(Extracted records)
···
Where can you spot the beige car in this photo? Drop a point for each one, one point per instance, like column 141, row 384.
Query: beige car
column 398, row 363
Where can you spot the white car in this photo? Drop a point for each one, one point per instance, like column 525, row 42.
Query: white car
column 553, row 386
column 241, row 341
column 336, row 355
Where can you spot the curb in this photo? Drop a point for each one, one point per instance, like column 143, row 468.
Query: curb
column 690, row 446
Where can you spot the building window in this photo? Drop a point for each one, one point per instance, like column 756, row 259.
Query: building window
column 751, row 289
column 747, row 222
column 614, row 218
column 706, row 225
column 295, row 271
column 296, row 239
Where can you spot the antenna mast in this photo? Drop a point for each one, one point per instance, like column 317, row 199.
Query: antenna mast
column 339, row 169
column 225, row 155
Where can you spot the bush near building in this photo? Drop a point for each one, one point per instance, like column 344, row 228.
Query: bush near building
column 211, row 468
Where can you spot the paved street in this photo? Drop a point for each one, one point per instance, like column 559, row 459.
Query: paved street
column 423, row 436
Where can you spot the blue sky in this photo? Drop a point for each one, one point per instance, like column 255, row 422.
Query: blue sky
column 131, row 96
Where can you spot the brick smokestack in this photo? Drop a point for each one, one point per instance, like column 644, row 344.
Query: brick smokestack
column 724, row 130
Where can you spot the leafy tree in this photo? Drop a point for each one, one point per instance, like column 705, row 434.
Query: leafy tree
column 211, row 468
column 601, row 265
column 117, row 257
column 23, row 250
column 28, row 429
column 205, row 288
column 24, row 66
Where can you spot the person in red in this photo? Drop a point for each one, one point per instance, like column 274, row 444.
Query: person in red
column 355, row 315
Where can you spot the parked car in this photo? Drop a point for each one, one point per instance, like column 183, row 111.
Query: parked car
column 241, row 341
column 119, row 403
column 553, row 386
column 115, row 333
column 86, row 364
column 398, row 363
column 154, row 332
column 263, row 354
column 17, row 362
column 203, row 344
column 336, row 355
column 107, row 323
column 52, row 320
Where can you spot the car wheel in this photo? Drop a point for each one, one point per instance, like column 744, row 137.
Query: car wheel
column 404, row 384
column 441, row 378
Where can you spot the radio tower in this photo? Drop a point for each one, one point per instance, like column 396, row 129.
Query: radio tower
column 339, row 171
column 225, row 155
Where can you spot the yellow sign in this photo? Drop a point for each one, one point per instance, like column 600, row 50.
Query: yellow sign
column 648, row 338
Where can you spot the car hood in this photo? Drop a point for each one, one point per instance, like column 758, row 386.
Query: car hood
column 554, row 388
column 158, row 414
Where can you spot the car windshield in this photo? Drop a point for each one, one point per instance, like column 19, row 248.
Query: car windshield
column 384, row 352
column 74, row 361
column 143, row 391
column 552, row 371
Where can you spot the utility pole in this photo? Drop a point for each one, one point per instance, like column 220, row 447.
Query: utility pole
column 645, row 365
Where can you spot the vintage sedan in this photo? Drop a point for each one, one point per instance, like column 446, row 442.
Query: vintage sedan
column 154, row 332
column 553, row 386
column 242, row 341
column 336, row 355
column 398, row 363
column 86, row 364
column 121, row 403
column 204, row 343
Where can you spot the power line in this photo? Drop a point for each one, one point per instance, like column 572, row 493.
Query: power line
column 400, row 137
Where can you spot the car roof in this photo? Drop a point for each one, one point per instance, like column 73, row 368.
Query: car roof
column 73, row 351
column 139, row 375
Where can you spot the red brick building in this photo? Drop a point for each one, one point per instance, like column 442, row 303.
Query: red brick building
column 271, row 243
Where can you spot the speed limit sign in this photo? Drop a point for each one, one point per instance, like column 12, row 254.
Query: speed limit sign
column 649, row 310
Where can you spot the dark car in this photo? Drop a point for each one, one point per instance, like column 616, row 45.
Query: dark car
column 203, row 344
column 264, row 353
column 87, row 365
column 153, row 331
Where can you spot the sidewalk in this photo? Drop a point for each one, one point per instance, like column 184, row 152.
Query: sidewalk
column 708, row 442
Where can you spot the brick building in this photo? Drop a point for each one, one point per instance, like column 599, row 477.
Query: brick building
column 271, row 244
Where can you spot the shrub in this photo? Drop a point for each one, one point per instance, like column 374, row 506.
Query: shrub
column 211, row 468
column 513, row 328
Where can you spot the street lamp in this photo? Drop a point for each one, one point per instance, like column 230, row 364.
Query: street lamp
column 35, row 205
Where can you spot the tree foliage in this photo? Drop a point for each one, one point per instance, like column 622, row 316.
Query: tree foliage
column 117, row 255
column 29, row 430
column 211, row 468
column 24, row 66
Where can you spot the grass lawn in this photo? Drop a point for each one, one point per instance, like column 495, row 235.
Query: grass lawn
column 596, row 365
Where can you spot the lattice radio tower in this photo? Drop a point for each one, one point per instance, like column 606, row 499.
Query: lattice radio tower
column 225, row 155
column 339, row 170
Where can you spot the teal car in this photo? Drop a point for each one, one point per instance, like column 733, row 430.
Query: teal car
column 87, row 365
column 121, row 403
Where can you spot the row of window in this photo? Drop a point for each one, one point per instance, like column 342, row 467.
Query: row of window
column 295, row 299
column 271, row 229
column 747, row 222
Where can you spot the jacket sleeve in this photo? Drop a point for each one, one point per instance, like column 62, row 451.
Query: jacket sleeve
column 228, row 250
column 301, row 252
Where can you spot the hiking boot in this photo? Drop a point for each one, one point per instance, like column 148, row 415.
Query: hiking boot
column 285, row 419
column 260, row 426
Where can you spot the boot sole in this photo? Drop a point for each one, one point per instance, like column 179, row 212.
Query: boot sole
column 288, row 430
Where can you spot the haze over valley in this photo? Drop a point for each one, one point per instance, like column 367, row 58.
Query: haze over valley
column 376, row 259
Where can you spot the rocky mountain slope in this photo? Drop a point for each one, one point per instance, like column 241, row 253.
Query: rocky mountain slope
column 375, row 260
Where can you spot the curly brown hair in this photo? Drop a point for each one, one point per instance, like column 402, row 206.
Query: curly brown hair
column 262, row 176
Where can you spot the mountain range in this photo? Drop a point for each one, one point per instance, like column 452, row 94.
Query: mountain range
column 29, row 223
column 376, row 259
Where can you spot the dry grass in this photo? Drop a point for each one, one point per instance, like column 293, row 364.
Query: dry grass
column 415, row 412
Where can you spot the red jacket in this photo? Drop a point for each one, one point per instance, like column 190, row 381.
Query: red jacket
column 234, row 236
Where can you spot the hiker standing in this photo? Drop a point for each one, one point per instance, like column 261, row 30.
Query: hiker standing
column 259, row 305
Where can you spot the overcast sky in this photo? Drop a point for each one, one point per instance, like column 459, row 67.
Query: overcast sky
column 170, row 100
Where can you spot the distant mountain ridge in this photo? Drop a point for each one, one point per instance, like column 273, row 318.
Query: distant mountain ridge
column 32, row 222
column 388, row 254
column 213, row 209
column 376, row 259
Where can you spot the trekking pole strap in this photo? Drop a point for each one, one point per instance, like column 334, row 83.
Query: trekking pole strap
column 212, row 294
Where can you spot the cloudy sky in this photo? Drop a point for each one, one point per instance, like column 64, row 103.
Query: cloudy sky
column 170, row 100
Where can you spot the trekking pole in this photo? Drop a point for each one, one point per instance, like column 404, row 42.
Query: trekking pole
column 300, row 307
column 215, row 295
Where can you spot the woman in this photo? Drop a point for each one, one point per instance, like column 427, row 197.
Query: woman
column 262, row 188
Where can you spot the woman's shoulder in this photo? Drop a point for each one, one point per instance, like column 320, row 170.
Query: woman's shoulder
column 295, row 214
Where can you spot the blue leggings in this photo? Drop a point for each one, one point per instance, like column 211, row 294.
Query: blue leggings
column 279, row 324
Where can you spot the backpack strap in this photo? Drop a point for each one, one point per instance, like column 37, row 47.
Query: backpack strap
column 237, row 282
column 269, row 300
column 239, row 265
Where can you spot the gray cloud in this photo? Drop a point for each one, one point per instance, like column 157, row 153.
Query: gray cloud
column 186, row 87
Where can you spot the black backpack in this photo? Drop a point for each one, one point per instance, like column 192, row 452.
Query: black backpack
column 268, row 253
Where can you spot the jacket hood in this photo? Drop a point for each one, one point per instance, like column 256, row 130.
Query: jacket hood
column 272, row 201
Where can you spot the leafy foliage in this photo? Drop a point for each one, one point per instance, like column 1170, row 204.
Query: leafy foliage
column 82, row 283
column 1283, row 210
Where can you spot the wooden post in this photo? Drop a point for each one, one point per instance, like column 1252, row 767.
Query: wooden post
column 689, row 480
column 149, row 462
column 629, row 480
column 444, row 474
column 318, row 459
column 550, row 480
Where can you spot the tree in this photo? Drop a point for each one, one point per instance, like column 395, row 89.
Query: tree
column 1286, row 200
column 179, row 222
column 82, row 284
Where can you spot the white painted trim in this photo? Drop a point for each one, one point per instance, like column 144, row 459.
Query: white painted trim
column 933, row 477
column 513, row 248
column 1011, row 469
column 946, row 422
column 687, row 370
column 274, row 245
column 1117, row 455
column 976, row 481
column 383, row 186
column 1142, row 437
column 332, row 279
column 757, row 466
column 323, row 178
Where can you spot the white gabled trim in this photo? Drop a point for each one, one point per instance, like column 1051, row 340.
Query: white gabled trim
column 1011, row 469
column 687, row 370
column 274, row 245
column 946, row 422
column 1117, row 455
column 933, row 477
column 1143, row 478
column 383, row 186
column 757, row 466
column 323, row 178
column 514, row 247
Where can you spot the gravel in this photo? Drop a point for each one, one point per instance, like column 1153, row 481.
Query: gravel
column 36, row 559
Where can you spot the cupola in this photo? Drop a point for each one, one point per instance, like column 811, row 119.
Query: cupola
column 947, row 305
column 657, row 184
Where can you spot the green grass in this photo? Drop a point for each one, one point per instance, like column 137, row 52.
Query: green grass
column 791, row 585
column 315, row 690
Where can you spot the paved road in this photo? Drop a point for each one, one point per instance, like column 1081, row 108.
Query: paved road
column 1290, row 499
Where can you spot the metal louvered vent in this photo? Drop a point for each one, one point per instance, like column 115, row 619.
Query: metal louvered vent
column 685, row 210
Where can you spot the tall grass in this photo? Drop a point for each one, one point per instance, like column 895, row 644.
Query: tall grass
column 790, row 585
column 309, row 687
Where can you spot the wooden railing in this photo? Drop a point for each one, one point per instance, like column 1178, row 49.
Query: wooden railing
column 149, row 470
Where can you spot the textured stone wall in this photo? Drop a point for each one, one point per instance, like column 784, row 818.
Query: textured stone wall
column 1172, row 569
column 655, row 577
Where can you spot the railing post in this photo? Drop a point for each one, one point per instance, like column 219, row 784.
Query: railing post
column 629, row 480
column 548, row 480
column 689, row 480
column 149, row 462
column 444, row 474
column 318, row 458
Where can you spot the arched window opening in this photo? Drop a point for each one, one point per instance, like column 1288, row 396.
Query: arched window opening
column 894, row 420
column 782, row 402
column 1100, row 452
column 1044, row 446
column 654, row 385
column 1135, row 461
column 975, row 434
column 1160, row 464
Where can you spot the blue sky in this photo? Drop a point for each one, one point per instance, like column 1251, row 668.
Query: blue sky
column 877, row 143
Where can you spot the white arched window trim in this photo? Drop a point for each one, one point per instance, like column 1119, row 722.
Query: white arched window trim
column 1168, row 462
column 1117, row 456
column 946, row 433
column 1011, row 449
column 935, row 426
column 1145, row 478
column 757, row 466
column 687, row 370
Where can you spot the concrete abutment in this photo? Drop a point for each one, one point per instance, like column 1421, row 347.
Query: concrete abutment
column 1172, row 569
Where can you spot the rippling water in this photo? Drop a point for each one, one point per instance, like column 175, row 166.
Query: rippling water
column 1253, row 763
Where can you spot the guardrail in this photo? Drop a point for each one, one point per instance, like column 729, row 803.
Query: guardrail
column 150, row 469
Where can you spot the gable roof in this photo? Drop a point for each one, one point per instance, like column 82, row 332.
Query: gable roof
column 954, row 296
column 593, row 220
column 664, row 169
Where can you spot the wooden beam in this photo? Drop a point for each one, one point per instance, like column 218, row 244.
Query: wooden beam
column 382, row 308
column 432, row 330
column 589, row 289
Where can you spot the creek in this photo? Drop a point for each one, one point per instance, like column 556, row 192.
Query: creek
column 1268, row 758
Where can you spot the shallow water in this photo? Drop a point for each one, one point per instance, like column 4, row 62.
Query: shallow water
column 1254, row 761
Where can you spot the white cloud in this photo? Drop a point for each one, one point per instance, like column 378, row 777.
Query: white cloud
···
From the line that contains "Query: shallow water" down to the last line above, print each line exactly as it appears.

Query: shallow water
column 1254, row 761
Where can you spot the white cloud in this photo? Drop a point for each one, one point per instance, like column 378, row 777.
Query: white cloud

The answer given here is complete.